Data rows -
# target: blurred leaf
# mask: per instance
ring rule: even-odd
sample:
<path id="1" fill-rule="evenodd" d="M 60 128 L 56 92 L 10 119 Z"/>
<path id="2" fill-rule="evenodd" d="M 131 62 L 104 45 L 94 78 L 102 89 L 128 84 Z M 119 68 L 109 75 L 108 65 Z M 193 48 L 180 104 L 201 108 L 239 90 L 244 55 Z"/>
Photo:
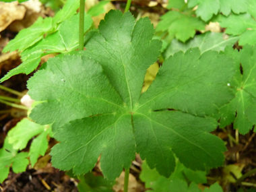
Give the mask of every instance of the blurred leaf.
<path id="1" fill-rule="evenodd" d="M 236 97 L 220 108 L 220 127 L 234 120 L 234 128 L 244 135 L 256 124 L 256 46 L 245 45 L 239 55 L 232 48 L 225 49 L 225 54 L 236 61 L 236 73 L 227 85 L 233 88 Z M 241 71 L 240 63 L 243 69 Z"/>
<path id="2" fill-rule="evenodd" d="M 90 192 L 113 192 L 112 189 L 115 182 L 111 182 L 102 176 L 94 176 L 92 172 L 88 172 L 84 176 L 78 176 L 80 181 L 77 188 L 79 191 Z"/>
<path id="3" fill-rule="evenodd" d="M 85 13 L 84 33 L 92 26 L 91 17 Z M 39 65 L 40 58 L 50 53 L 67 53 L 78 48 L 79 13 L 71 16 L 59 25 L 57 32 L 29 47 L 21 53 L 23 63 L 11 70 L 2 79 L 3 82 L 13 75 L 29 74 Z"/>
<path id="4" fill-rule="evenodd" d="M 23 119 L 8 132 L 9 143 L 13 144 L 15 150 L 23 150 L 29 140 L 43 132 L 44 129 L 44 125 L 34 123 L 27 118 Z"/>
<path id="5" fill-rule="evenodd" d="M 181 42 L 177 39 L 173 39 L 164 52 L 165 58 L 173 55 L 175 53 L 182 51 L 186 52 L 188 49 L 198 46 L 201 53 L 209 51 L 224 51 L 228 45 L 233 45 L 238 39 L 238 36 L 229 36 L 227 39 L 224 38 L 224 34 L 206 32 L 195 36 L 193 39 L 186 43 Z M 225 36 L 226 38 L 226 36 Z"/>
<path id="6" fill-rule="evenodd" d="M 218 183 L 215 183 L 214 185 L 212 185 L 209 189 L 205 188 L 203 192 L 223 192 L 223 190 Z"/>
<path id="7" fill-rule="evenodd" d="M 170 36 L 185 42 L 195 34 L 195 30 L 204 30 L 205 23 L 191 15 L 170 11 L 161 17 L 156 30 L 168 31 Z"/>
<path id="8" fill-rule="evenodd" d="M 220 16 L 219 22 L 222 28 L 226 28 L 226 34 L 240 35 L 239 45 L 256 43 L 256 22 L 249 13 Z"/>
<path id="9" fill-rule="evenodd" d="M 58 11 L 63 5 L 65 0 L 40 0 L 45 7 L 50 7 L 54 11 Z"/>

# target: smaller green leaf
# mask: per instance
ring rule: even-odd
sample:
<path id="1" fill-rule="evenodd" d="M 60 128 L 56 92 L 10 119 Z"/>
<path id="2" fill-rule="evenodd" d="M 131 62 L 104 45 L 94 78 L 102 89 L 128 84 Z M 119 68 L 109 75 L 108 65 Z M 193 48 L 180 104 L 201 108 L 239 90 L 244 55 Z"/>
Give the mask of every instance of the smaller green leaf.
<path id="1" fill-rule="evenodd" d="M 193 182 L 194 180 L 198 180 L 197 177 L 203 178 L 203 183 L 207 181 L 205 172 L 193 171 L 185 168 L 182 164 L 177 160 L 177 167 L 175 170 L 172 173 L 170 177 L 166 178 L 160 176 L 154 169 L 150 169 L 148 164 L 144 162 L 142 165 L 142 171 L 139 178 L 142 181 L 146 182 L 146 188 L 152 188 L 153 191 L 187 191 L 187 192 L 200 192 L 197 185 Z M 189 177 L 187 177 L 187 173 L 189 172 Z M 189 187 L 187 181 L 191 182 Z"/>
<path id="2" fill-rule="evenodd" d="M 28 119 L 23 119 L 8 132 L 9 142 L 15 150 L 23 150 L 29 140 L 44 131 L 44 125 L 36 124 Z"/>
<path id="3" fill-rule="evenodd" d="M 205 188 L 203 192 L 223 192 L 223 190 L 218 183 L 215 183 L 214 185 L 212 185 L 209 189 Z"/>
<path id="4" fill-rule="evenodd" d="M 239 54 L 235 51 L 233 53 L 228 50 L 225 50 L 225 53 L 226 51 L 237 61 L 235 64 L 236 73 L 228 83 L 228 86 L 233 88 L 236 97 L 220 109 L 220 126 L 224 127 L 234 119 L 234 128 L 245 134 L 256 123 L 256 111 L 253 108 L 256 105 L 256 46 L 244 46 Z M 234 117 L 235 113 L 236 116 Z"/>
<path id="5" fill-rule="evenodd" d="M 76 13 L 79 6 L 79 0 L 67 0 L 62 9 L 59 10 L 53 18 L 53 24 L 61 23 Z"/>
<path id="6" fill-rule="evenodd" d="M 190 48 L 197 46 L 200 49 L 201 54 L 209 50 L 224 51 L 226 46 L 233 45 L 238 39 L 239 37 L 232 36 L 224 39 L 223 33 L 210 32 L 197 35 L 186 43 L 173 39 L 164 53 L 164 56 L 165 58 L 168 58 L 179 51 L 185 53 Z"/>
<path id="7" fill-rule="evenodd" d="M 218 20 L 222 28 L 226 28 L 226 34 L 240 35 L 239 45 L 256 43 L 256 22 L 249 13 L 219 16 Z"/>
<path id="8" fill-rule="evenodd" d="M 236 14 L 245 13 L 247 11 L 248 3 L 244 0 L 219 0 L 220 3 L 220 12 L 228 16 L 231 10 Z"/>
<path id="9" fill-rule="evenodd" d="M 88 11 L 88 14 L 92 17 L 98 16 L 98 15 L 105 13 L 106 11 L 104 9 L 104 6 L 110 2 L 110 1 L 102 1 L 98 2 L 96 5 L 92 7 Z"/>
<path id="10" fill-rule="evenodd" d="M 194 7 L 198 5 L 195 13 L 197 16 L 205 21 L 208 21 L 214 14 L 217 15 L 220 9 L 219 0 L 189 0 L 189 7 Z"/>
<path id="11" fill-rule="evenodd" d="M 57 11 L 63 5 L 65 2 L 63 0 L 40 0 L 40 1 L 44 5 L 45 7 L 50 7 L 53 10 Z"/>
<path id="12" fill-rule="evenodd" d="M 256 1 L 248 1 L 248 12 L 254 18 L 256 18 Z"/>
<path id="13" fill-rule="evenodd" d="M 84 33 L 91 27 L 92 20 L 85 14 Z M 40 57 L 50 53 L 67 53 L 78 47 L 79 14 L 73 15 L 61 24 L 59 30 L 29 47 L 22 53 L 23 63 L 11 70 L 0 82 L 20 73 L 29 74 L 38 66 Z"/>
<path id="14" fill-rule="evenodd" d="M 15 38 L 9 42 L 3 52 L 23 51 L 43 38 L 43 34 L 50 30 L 53 26 L 52 18 L 42 19 L 39 18 L 28 28 L 22 30 Z"/>
<path id="15" fill-rule="evenodd" d="M 12 164 L 13 170 L 15 173 L 24 172 L 29 164 L 28 154 L 26 152 L 18 153 L 13 146 L 9 143 L 8 136 L 5 137 L 3 146 L 0 149 L 0 183 L 7 177 L 9 170 Z"/>
<path id="16" fill-rule="evenodd" d="M 176 0 L 176 1 L 168 1 L 167 9 L 181 9 L 185 7 L 187 4 L 184 0 Z"/>
<path id="17" fill-rule="evenodd" d="M 156 31 L 168 31 L 170 35 L 185 42 L 195 34 L 195 30 L 204 30 L 205 23 L 189 14 L 170 11 L 161 17 Z"/>

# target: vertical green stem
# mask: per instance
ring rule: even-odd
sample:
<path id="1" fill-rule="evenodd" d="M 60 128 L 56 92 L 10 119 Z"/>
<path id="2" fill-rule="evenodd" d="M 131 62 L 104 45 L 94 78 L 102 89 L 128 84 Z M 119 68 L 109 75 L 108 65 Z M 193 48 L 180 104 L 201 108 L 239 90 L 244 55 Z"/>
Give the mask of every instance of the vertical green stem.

The request - Find each line in the material above that contains the word "smaller". Copy those lines.

Full output -
# target: smaller green leaf
Give the mask of every instance of the smaller green leaf.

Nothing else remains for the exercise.